Short exercise: Emit only the lines from the line containing "Q: For the photo above, point to the street" through the last line of the entries, unchanged.

The input:
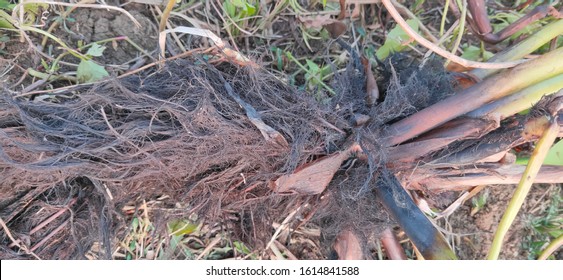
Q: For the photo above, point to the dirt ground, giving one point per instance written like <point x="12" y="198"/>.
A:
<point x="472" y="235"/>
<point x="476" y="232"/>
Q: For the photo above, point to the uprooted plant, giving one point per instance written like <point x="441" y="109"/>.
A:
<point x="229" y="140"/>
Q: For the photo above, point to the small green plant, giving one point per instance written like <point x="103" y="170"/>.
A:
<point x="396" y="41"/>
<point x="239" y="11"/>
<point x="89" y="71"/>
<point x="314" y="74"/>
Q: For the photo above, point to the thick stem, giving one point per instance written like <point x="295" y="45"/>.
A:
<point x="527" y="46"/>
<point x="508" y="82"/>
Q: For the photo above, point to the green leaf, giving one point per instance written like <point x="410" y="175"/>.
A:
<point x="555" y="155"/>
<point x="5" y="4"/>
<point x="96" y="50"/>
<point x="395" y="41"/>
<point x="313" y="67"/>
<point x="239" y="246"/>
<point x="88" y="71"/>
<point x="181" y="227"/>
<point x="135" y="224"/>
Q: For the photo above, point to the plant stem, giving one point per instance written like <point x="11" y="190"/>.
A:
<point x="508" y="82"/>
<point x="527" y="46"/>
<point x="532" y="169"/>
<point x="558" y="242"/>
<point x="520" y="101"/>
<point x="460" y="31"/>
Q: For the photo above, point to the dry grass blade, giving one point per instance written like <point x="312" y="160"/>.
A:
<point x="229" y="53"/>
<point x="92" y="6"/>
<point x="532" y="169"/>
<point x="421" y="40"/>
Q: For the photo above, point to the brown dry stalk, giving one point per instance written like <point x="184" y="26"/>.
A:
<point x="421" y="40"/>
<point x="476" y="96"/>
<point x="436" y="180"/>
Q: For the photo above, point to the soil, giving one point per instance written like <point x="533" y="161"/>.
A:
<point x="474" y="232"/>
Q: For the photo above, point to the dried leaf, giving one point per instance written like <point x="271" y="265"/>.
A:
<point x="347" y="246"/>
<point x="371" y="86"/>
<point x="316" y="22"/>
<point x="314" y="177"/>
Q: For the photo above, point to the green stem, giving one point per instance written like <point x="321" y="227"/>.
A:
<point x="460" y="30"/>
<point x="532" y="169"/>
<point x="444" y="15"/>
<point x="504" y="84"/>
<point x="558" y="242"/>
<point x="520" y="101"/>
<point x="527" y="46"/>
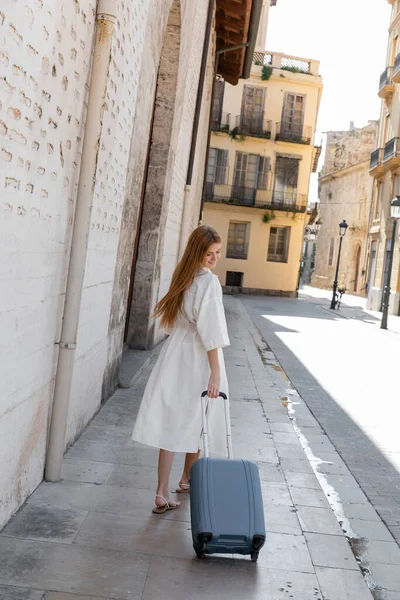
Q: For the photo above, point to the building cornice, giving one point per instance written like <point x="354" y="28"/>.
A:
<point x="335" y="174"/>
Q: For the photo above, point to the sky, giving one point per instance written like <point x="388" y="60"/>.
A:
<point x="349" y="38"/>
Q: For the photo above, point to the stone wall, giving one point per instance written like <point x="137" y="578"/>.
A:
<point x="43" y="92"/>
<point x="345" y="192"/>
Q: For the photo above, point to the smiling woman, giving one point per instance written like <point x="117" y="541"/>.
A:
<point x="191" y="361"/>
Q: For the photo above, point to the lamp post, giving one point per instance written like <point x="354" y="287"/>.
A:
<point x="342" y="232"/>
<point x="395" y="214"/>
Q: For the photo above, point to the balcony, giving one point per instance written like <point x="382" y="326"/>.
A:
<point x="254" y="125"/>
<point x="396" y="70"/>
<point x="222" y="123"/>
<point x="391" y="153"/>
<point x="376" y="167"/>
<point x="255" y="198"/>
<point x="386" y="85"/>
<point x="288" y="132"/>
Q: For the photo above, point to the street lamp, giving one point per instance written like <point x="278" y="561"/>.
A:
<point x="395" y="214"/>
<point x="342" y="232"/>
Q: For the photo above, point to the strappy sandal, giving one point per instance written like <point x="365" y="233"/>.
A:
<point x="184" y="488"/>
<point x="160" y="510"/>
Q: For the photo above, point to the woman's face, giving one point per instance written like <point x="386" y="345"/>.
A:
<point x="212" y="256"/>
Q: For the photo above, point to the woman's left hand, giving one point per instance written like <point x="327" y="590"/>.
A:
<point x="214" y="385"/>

Final result:
Q: For the photo above, point to the street lamp, giving one point per instance written like <point x="278" y="561"/>.
A:
<point x="395" y="214"/>
<point x="342" y="232"/>
Q: For the photo above, point to the strappy sandal, giving one point per instance written like <point x="365" y="233"/>.
A:
<point x="184" y="488"/>
<point x="160" y="510"/>
Q: For the photo above, point to the woman's face, giving one point per instance written like <point x="386" y="345"/>.
A:
<point x="212" y="256"/>
Q: For the photo above, point to the woman's left hand, giving one point per instance written like <point x="327" y="590"/>.
A:
<point x="214" y="385"/>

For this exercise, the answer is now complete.